**What to work on**:
Below are records; transcribe only the line with "Where can the dark" and those after it, through the last line, without any change.
— BEGIN Material shown —
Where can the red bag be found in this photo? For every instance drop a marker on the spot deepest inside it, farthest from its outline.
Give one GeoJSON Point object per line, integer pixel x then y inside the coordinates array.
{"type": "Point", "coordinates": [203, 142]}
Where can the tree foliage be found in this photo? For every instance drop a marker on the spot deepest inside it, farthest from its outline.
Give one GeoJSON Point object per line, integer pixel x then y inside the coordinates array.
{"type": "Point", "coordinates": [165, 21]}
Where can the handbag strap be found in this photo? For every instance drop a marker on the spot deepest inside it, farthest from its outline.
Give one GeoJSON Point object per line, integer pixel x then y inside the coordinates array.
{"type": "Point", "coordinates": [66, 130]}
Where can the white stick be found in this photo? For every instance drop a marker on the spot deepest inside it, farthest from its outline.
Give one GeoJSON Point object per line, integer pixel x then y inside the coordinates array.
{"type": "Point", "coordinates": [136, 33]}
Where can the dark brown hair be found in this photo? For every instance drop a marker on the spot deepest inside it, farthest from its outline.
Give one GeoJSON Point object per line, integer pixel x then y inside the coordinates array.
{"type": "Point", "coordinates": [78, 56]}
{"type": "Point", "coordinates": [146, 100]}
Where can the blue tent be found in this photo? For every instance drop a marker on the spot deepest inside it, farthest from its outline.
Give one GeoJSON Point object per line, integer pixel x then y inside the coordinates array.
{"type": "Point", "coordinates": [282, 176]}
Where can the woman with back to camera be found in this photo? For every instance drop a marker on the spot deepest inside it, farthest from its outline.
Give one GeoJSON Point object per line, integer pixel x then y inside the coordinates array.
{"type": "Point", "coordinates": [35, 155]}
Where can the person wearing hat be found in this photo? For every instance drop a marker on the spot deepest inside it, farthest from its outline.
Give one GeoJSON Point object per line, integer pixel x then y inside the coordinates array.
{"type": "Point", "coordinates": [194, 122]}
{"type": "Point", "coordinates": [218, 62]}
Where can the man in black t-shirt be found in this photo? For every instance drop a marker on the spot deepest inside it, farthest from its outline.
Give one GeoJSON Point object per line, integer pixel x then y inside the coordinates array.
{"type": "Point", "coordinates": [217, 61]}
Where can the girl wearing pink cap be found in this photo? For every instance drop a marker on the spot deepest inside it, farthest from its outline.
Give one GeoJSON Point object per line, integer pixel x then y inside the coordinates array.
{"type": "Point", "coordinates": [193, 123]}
— END Material shown —
**Task response**:
Where can the dark brown hair be found in this photo? For every instance drop a marker on the spot deepest inside it, farthest from its outline.
Give one GeoJSON Point object per line, integer pixel x then y inside the coordinates array.
{"type": "Point", "coordinates": [78, 56]}
{"type": "Point", "coordinates": [146, 100]}
Where can the blue tent be found in this photo? For every instance drop a marker on the spot deepest inside it, farthest from its outline.
Give one GeoJSON Point object per line, integer pixel x then y inside the coordinates array.
{"type": "Point", "coordinates": [282, 176]}
Where can the woman with back to camera be found in this photo? For every instance drop a marker on the spot deepest inside it, farthest from its outline.
Give one GeoJSON Point object per line, integer pixel x then y inside the coordinates array.
{"type": "Point", "coordinates": [35, 155]}
Where can the person wearing hat be found in this photo? For every instance drop a marker on the spot deepest inside it, farthest from its outline.
Give one GeoJSON Point object per line, integer pixel x then y inside the coordinates array.
{"type": "Point", "coordinates": [194, 122]}
{"type": "Point", "coordinates": [218, 62]}
Where can the man in black t-shirt be found in this photo? For every instance drop a marker on the spot deepest inside it, farthest from its outline.
Give one GeoJSON Point object per line, integer pixel x then y inside the coordinates array.
{"type": "Point", "coordinates": [217, 61]}
Where can the girl wearing pink cap be found in this photo? For every instance drop a marker on the spot deepest inside it, farthest from its outline.
Give one GeoJSON Point object per line, integer pixel x then y inside the coordinates array.
{"type": "Point", "coordinates": [193, 123]}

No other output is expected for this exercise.